# Leigh D4R single pass half-blind setup



## Bob Adams (Jul 5, 2014)

I am getting ready to make 16 drawers for a built-in. This is first time I have used the jig for single pass half-blind dovetails, and I am having some setup problems. I am pleased with the overall fit but 2 things keep happening in my practices boards. 
The first is a gap in one of the dovetails, and the second is the boards are offset by about a 1/16". No matter how I change the setup this continues to happen. So it is time for the experts! Here is a pic. If it matters the boards are 3"1/4" wide and 1/2" thick.


----------



## Stick486 (Jan 4, 2013)

https://www.leighjigs.com/vids.php


----------



## CharleyL (Feb 28, 2009)

Is the front of your board slightly cupped? This gap can be caused if the box front isn't perfectly flat. The clamp on the D4R will hold it flat while cutting, but the cup will return when the clamp is released. If there is any play at all in the dovetail and the board cups, you will see this gap as the face board pulls away at that point from the side board. Good clamping should be enough to pull this small gap closed. The glue should keep it from opening back up.

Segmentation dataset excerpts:
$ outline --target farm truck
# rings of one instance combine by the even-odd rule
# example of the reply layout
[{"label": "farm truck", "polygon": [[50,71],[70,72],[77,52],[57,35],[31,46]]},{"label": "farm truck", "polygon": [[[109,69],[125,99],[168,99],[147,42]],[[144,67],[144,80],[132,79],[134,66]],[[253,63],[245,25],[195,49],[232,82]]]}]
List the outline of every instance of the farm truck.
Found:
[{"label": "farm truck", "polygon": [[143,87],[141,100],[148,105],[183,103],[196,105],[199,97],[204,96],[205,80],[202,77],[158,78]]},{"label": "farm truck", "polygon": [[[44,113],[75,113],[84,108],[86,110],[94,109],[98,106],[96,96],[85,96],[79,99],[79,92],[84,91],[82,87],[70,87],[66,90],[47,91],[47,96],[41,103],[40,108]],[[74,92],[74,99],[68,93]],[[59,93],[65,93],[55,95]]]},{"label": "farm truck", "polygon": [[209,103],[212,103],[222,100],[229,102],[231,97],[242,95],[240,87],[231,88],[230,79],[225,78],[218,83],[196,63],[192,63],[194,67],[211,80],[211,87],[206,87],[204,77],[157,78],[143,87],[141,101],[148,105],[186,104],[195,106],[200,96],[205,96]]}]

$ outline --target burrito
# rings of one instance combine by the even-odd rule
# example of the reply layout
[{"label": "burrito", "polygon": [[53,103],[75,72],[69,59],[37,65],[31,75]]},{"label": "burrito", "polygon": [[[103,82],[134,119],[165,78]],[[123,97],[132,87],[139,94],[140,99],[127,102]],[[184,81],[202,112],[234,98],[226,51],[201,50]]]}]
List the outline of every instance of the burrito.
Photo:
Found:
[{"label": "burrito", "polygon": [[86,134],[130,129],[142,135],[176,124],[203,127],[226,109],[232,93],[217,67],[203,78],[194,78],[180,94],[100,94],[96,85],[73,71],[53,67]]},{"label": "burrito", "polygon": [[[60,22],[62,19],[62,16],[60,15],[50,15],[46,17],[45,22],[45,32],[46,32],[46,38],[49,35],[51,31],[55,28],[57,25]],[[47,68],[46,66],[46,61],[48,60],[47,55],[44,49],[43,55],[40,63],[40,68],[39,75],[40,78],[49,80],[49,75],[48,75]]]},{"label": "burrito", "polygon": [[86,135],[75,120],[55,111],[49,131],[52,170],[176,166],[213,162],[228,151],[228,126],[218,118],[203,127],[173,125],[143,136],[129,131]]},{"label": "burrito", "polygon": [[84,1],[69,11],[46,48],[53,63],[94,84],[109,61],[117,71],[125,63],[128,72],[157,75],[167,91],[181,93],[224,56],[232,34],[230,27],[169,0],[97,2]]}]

**PROBLEM 1:** In the forum thread, by roughly how much are the practice boards offset?
**PROBLEM 2:** Extract every line of the records that contains the string "target", matching case exactly.

**EXPECTED OUTPUT 1:** About 1/16".

**EXPECTED OUTPUT 2:**
$ outline --target farm truck
$ outline --target burrito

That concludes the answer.